──────── STORED RECORDS
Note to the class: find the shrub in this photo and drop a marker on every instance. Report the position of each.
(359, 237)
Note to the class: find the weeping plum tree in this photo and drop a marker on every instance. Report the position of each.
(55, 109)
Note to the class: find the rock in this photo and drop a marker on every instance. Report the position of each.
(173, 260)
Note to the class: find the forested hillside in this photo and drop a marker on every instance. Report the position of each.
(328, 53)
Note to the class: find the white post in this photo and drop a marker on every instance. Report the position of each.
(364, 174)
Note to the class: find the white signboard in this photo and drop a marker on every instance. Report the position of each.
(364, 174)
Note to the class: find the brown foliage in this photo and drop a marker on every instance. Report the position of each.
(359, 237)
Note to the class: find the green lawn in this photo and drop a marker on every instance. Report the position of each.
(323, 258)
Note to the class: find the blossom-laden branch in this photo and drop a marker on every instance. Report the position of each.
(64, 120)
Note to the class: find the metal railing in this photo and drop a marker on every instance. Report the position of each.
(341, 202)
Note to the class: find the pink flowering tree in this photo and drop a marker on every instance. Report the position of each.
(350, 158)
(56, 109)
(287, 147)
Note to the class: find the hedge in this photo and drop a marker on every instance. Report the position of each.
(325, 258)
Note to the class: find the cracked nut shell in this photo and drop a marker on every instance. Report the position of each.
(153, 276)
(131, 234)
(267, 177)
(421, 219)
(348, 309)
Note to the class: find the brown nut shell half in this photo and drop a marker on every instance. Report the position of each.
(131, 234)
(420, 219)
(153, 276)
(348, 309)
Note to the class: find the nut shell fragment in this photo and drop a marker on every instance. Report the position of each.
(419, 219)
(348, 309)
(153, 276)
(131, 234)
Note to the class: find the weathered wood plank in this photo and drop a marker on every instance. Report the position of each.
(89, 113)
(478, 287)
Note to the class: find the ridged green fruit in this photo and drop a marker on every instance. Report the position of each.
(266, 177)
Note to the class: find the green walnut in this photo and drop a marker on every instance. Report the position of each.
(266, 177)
────────────────
YOUR OBJECTIVE
Copy everything from the line that contains "Note to the class: find the cracked" down to the end of the listing, leaving each line unchanged.

ANSWER
Note to the class: find the cracked nut shell in this photo and drop a marker on every instance. Report the position of each.
(153, 276)
(131, 234)
(267, 177)
(421, 219)
(348, 309)
Note to the class: find the brown nut shell half in this photo and drop a marker on every instance. Report the position of each.
(131, 234)
(420, 219)
(153, 276)
(348, 309)
Note to the class: find the nut shell fragment in this photo and drop a marker on every instance. Report the position of each.
(419, 219)
(348, 309)
(153, 276)
(131, 234)
Note to the class: find the weathered wood plank in this photo and drop a marker on every instance. Report the position of each.
(89, 113)
(478, 287)
Note to the class: find the ridged green fruit in this photo and drop a marker on every instance. Report the position of each.
(266, 177)
Note to the class: find the green walnut in this photo and drop a marker on every instance. Report the position of each.
(266, 177)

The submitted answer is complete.